--- Page extract ---
Bill & Ted Face The Music: A Warm Dose Of Nostalgic Medicine
After 29 long years, Bill & Ted are back, and they’ve returned in time to deliver a warm, uplifting dose of nostalgic medicine right when the world needs it most! Their zany final adventure adds some most excellent new components to the familiar to bring a fitting close to this bodacious series that the whole family can enjoy.
Once told they'd save the universe during a time-traveling adventure, two would-be rockers from San Dimas, California find themselves as middle-aged dads still trying to crank out a hit song and fulfill their destiny.
The last time we saw Bill & Ted was back in 1991’s Bogus Journey, where they won the San Dimas Battle of the Bands and allegedly united the world with their rock ballad “Those Who Rock.” However, their success was most untriumhpant, and with Face the Music, we’re introduced to a modern day Bill & Ted who have struggled for years to write the prophesied song. Their failure brings on the biggest stakes the franchise has ever seen; not only do Bill & Ted need to race against the clock to write the song before time and space collapse, but they’ve also got to battle their growing self-doubt and repair their crumbling relationship with their wives, the princesses.
Luckily, they have their daughters, Billie & Thea (played pitch-perfectly by Brigette Lundy-Paine and Samara Weaving), to help them out. As Bill & Ted travel into the future in a last-ditch effort to steal the songs from themselves, Billie & Thea head into the past to assemble an epic backing band for their dads, comprised of Jimi Hendrix, Louis Armstrong, Wolfgang Amadeus Mozart, Ling Lun, Grom (a drummer from before recorded history), and Kid Cudi. After taking a detour to Hell, where Bill & Ted mend their relationship with Death (reprised by William Sadler), all stories converge in the present as they attempt to unite the world one last time, but can they pull it off or will all of time and space collapse?!
--- Raw data ---
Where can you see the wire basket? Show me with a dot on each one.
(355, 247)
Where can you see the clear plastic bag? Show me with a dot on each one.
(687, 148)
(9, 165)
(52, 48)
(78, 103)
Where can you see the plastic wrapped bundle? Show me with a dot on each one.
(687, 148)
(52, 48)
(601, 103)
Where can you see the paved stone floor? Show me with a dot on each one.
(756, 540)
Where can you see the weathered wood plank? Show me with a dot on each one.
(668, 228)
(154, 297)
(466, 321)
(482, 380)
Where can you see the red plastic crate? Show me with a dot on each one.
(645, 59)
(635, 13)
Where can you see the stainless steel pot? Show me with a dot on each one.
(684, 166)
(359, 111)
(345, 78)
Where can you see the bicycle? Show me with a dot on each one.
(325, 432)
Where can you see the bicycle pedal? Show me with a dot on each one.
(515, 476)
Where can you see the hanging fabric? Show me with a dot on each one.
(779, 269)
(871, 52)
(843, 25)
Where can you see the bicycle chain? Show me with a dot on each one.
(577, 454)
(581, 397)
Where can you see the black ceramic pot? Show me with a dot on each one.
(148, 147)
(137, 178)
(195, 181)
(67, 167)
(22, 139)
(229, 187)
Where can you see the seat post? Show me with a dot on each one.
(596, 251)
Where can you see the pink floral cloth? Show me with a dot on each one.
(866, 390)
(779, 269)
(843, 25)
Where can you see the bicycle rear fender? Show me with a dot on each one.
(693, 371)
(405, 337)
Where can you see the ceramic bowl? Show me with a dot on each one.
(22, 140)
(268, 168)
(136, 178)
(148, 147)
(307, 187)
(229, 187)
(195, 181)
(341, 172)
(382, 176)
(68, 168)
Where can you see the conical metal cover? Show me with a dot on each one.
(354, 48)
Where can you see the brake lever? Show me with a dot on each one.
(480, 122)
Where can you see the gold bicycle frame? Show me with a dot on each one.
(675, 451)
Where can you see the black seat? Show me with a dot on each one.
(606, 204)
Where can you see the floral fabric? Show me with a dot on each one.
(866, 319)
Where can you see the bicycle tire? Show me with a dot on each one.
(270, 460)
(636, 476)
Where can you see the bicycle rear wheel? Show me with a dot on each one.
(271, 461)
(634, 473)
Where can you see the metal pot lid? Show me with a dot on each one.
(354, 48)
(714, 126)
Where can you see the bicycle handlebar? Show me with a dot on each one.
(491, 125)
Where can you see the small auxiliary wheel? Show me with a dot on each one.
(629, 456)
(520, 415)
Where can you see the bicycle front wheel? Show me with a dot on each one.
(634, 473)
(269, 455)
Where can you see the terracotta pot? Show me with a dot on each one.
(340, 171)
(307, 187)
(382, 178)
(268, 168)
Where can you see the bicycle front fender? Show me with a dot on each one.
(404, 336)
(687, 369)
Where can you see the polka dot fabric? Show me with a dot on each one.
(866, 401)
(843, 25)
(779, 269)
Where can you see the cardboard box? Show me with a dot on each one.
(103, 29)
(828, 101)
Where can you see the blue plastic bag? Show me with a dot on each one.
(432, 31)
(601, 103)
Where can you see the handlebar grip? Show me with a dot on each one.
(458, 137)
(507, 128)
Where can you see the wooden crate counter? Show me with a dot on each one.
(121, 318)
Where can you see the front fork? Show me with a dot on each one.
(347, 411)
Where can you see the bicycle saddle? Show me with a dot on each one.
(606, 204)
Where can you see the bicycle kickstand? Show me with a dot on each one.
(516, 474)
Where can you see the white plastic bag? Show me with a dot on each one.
---
# Assignment 1:
For each statement, say whether the Bill & Ted review agrees with it, answering yes or no and quoting the words that decide it: (a) The daughters Billie & Thea are played by Brigette Lundy-Paine and Samara Weaving. (b) Bill & Ted travel into the past to gather a backing band. (c) The earlier film, Bogus Journey, came out in 1991.
# Assignment 2:
According to the Bill & Ted review, who plays Death again?
# Assignment 3:
Write the next part of the Bill & Ted review, picking up after its last sentence.
These lines have no connection to the Bill & Ted review.

# Expected output 1:
(a) Yes: "played pitch-perfectly by Brigette Lundy-Paine and Samara Weaving"
(b) No: "Bill & Ted travel into the future in a last-ditch effort to steal the songs from themselves"
(c) Yes: "back in 1991’s Bogus Journey"

# Expected output 2:
William Sadler

# Expected output 3:
One of the great things about Face the Music is how it bridges the time gap between it and Bogus Journey. No distance can be felt; it’s as if we’ve never left Bill & Ted’s radiant and glorious dumbness. Winters and Reeves have no difficulty slipping back into their dimwitted, surfer-bro counterparts, and most important of all, they have a blast being back in the saddle again. Face the Music’s hilariously silly journey into the future allows Winters and Reeves to have a lot of fun embodying their future selves, in all their fat and muscle suited glory. Winters in particular shines extremely bright in his reprisal of Bill Preston, Esq., with Reeves stealing most of the scenes with their future selves.
Bill & Ted creators and screenwriters Ed Solomon and Chris Matheson have a firm pulse on what fans want out of a Bill & Ted film, and they succeed in crafting a third entry that delivers the goods while offering a somewhat satisfying conclusion to the series. Solomon and Matheson give the franchise some nice modern vitality by adding Bill & Ted’s daughters into the mix, and in many ways, it’s a passing of the baton from one generation to the next. However, what is perhaps most refreshing is how the wholesome and optimistic the film is. Just like with 2017’s Brigsby Bear, there’s not a cynical note in Face the Music, and at its heart, it carries with it an important message of love and unity — which is exactly what the world needs right now.
Just like with every Bill & Ted film, its logic becomes flimsier and flimsier the more you think about it, but Face the Music embraces the franchise’s dumbness in a fun, family-friendly way, and it’s sure to plant a big dumb grin on your face as it melts away the worries of the outside world. Director Dean Parisot captures the right feel and tone to make Face the Music a cohesive conclusion to the Bill & Ted franchise, and while it’s not a perfect film (which none of the Bill & Ted films are), it’s a most excellent Bill & Ted sequel that gives new meaning to the phrase: "Be excellent to each other.”
Recommendation: If you’re a fan of Bill & Ted or looking for a silly, uplifting comedy to cure these troubled times, look no further than Bill & Ted Face The Music.
Rating: 3.5 positive mantras outta 5.